# START OF Records for the task

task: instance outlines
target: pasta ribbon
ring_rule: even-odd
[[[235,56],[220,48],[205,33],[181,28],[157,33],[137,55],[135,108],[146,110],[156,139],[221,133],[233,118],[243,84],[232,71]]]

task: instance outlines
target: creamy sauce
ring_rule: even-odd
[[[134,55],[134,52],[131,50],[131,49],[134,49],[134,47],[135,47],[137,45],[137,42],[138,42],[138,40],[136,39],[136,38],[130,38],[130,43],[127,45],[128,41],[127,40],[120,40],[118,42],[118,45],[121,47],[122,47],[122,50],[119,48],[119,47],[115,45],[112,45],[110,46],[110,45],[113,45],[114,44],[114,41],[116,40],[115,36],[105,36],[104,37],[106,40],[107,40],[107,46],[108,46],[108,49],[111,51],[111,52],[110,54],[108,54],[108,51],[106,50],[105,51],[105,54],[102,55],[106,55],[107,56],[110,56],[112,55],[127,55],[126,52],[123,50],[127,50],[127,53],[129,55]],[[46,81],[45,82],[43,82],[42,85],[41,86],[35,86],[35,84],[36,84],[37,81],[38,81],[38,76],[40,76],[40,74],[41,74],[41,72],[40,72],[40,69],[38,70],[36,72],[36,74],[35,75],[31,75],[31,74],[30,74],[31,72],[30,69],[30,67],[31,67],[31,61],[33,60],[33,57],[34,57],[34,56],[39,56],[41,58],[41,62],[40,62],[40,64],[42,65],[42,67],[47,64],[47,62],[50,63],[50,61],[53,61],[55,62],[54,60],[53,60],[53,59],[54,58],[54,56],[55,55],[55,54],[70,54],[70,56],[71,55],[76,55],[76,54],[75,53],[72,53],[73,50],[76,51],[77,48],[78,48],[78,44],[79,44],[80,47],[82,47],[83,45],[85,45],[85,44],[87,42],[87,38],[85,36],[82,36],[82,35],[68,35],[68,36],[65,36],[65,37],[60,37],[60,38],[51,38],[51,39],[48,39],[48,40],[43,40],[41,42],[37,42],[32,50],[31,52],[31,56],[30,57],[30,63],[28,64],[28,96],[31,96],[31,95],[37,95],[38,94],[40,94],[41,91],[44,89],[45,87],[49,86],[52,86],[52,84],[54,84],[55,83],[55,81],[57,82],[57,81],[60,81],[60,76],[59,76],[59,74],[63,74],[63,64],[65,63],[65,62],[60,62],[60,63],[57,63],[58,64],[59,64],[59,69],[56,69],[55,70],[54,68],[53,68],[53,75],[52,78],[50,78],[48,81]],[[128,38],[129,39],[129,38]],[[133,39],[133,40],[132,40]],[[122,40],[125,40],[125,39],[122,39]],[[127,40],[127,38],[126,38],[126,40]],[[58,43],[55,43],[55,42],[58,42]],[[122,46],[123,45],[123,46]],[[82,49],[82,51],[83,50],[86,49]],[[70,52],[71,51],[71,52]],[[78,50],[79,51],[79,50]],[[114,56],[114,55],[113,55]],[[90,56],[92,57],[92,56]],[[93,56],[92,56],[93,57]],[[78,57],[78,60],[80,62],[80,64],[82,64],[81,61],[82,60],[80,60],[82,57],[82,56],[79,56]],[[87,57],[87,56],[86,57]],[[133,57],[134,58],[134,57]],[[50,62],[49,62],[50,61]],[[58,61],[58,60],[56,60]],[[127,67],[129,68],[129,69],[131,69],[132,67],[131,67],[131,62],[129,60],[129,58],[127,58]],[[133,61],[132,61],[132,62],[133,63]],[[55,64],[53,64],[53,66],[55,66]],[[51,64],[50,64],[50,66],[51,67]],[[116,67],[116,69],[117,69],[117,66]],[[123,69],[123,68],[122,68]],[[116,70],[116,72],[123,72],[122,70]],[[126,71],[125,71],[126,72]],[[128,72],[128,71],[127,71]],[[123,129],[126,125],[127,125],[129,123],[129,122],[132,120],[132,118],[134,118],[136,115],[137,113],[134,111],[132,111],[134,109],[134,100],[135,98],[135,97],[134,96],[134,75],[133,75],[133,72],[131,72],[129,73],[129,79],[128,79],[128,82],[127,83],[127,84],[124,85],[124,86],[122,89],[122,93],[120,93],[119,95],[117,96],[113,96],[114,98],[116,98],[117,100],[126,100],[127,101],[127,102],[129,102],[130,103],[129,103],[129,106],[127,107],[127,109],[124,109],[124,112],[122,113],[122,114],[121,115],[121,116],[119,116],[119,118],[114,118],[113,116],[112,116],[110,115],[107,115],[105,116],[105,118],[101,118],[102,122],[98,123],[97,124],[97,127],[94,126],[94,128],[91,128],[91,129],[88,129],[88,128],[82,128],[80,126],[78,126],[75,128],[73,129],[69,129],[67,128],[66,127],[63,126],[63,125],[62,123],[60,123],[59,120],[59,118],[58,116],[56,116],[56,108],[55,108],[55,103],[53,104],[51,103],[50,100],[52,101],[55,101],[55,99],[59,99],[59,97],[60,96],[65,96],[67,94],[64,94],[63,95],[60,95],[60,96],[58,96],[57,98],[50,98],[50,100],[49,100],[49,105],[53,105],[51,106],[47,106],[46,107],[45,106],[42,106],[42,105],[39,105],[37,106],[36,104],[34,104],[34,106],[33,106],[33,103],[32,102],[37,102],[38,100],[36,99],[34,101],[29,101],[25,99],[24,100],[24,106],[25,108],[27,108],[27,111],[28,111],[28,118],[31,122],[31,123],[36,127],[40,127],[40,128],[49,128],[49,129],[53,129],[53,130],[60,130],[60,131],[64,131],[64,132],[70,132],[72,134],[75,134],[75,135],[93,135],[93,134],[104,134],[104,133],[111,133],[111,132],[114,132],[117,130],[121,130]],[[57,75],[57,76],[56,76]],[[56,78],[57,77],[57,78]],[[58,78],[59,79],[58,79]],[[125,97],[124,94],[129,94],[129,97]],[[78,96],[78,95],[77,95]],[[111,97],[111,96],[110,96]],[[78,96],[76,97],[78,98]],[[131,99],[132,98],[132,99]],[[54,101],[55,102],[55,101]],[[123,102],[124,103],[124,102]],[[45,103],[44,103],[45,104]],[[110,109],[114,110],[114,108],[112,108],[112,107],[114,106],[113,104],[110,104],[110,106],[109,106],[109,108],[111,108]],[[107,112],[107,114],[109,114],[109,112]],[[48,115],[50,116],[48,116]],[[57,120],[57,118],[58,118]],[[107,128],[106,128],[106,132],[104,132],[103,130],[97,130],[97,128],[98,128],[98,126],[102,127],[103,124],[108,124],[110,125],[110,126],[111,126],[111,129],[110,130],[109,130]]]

# END OF Records for the task

Set task - Your task is to reproduce all of the records exactly.

Solution for this task -
task: instance outlines
target: pasta ribbon
ring_rule: even-odd
[[[235,56],[220,48],[205,33],[181,28],[157,33],[137,55],[135,108],[146,110],[156,139],[221,133],[233,118],[243,84],[232,71]]]

task: instance outlines
target: creamy sauce
ring_rule: even-odd
[[[134,55],[134,52],[131,50],[131,49],[134,49],[134,47],[135,47],[137,45],[137,42],[138,42],[138,40],[136,39],[136,38],[130,38],[130,43],[127,45],[128,41],[127,40],[120,40],[118,42],[118,45],[121,47],[122,47],[122,50],[119,48],[119,47],[115,45],[112,45],[110,46],[110,45],[113,45],[114,44],[114,41],[116,40],[115,36],[105,36],[104,37],[106,40],[107,40],[107,46],[108,46],[108,49],[111,51],[111,52],[110,54],[108,54],[108,51],[106,50],[105,51],[105,54],[102,55],[106,55],[107,56],[110,56],[112,55],[127,55],[126,52],[123,50],[127,50],[127,53],[129,55]],[[46,81],[45,82],[43,82],[42,85],[41,86],[35,86],[35,84],[36,84],[37,81],[38,81],[38,76],[40,76],[40,74],[41,74],[41,72],[40,72],[40,69],[38,70],[36,72],[36,74],[35,75],[31,75],[31,74],[30,74],[31,72],[30,69],[30,67],[31,67],[31,61],[33,60],[33,57],[34,57],[34,56],[39,56],[41,58],[41,62],[40,62],[40,64],[42,65],[42,67],[47,64],[47,62],[50,63],[50,61],[53,61],[55,62],[54,60],[53,60],[53,59],[54,58],[54,56],[55,55],[55,54],[70,54],[70,56],[71,55],[76,55],[76,54],[75,53],[72,53],[73,50],[76,51],[77,48],[78,48],[78,44],[79,44],[80,47],[82,47],[83,45],[85,45],[85,44],[87,42],[87,38],[85,36],[82,36],[82,35],[68,35],[68,36],[65,36],[65,37],[60,37],[60,38],[51,38],[51,39],[48,39],[48,40],[43,40],[41,42],[37,42],[32,50],[31,52],[31,56],[30,57],[30,63],[28,64],[28,96],[31,96],[31,95],[37,95],[38,94],[40,94],[41,91],[44,89],[45,87],[49,86],[52,86],[52,84],[54,84],[55,83],[55,81],[57,82],[57,81],[60,81],[60,76],[59,76],[59,74],[63,74],[63,64],[65,63],[65,62],[60,62],[60,63],[57,63],[58,64],[59,64],[59,69],[56,69],[55,70],[54,68],[53,68],[53,75],[52,78],[50,78],[48,81]],[[128,38],[129,39],[129,38]],[[133,39],[133,40],[132,40]],[[122,40],[125,40],[125,39],[122,39]],[[127,40],[127,38],[126,38],[126,40]],[[58,43],[55,43],[55,42],[58,42]],[[122,46],[123,45],[123,46]],[[82,49],[82,51],[83,50],[86,49]],[[70,52],[71,51],[71,52]],[[78,50],[79,51],[79,50]],[[114,56],[114,55],[113,55]],[[90,56],[92,57],[92,56]],[[93,56],[92,56],[93,57]],[[78,57],[78,60],[80,62],[80,64],[82,64],[81,61],[82,60],[80,60],[82,57],[82,56],[79,56]],[[87,57],[87,56],[86,57]],[[133,57],[134,58],[134,57]],[[50,62],[49,62],[50,61]],[[58,61],[58,60],[56,60]],[[127,67],[129,68],[129,69],[131,69],[132,67],[131,67],[131,62],[129,60],[129,58],[127,58]],[[133,61],[132,61],[132,62],[133,63]],[[55,64],[53,64],[53,66],[55,66]],[[51,64],[50,64],[50,66],[51,67]],[[116,67],[116,69],[117,69],[117,66]],[[123,69],[123,68],[122,68]],[[116,70],[116,72],[123,72],[122,70]],[[126,71],[125,71],[126,72]],[[128,72],[128,71],[127,71]],[[123,129],[126,125],[127,125],[129,123],[129,122],[132,120],[132,118],[134,118],[136,115],[137,113],[134,111],[132,111],[134,109],[134,100],[135,98],[135,97],[134,96],[134,75],[133,75],[133,72],[131,72],[129,73],[129,79],[128,79],[128,82],[127,83],[127,84],[124,85],[124,86],[122,89],[122,93],[120,93],[119,95],[117,96],[113,96],[114,98],[116,98],[117,100],[126,100],[127,101],[127,102],[129,102],[130,103],[129,103],[129,106],[127,107],[127,109],[124,109],[124,112],[122,113],[122,114],[121,115],[121,116],[119,116],[119,118],[114,118],[113,116],[112,116],[110,115],[107,115],[105,116],[105,118],[101,118],[102,122],[98,123],[97,124],[97,127],[94,126],[94,128],[91,128],[91,129],[88,129],[88,128],[82,128],[80,126],[78,126],[75,128],[73,129],[69,129],[67,128],[66,127],[63,126],[63,125],[62,123],[60,123],[59,120],[59,118],[58,116],[56,116],[56,108],[55,108],[55,103],[53,104],[51,103],[50,100],[52,101],[55,101],[55,99],[59,99],[59,97],[60,96],[65,96],[67,94],[64,94],[63,95],[60,95],[60,96],[58,96],[57,98],[50,98],[50,100],[49,100],[49,105],[53,105],[51,106],[47,106],[46,107],[45,106],[42,106],[42,105],[39,105],[37,106],[36,104],[34,104],[34,106],[33,106],[33,103],[32,102],[37,102],[38,100],[36,99],[34,101],[29,101],[25,99],[24,100],[24,106],[25,108],[27,108],[27,111],[28,111],[28,118],[31,122],[31,123],[36,127],[40,127],[40,128],[49,128],[49,129],[53,129],[53,130],[60,130],[60,131],[64,131],[64,132],[70,132],[72,134],[75,134],[75,135],[93,135],[93,134],[104,134],[104,133],[111,133],[111,132],[114,132],[117,130],[121,130]],[[57,75],[57,76],[56,76]],[[56,78],[57,77],[57,78]],[[58,78],[59,79],[58,79]],[[125,97],[124,94],[129,94],[129,97]],[[78,96],[78,95],[77,95]],[[111,97],[111,96],[110,96]],[[78,96],[76,97],[78,98]],[[131,99],[132,98],[132,99]],[[54,101],[55,102],[55,101]],[[123,102],[124,103],[124,102]],[[45,103],[44,103],[45,104]],[[110,109],[114,110],[114,108],[112,108],[112,107],[114,106],[113,104],[110,104],[110,106],[109,106],[109,108],[111,108]],[[107,112],[107,114],[109,114],[109,112]],[[48,115],[50,116],[48,116]],[[57,120],[57,118],[58,118]],[[107,128],[106,128],[106,132],[104,132],[103,130],[97,130],[97,128],[98,128],[98,126],[102,127],[103,124],[108,124],[110,125],[110,126],[111,126],[111,129],[110,130],[109,130]]]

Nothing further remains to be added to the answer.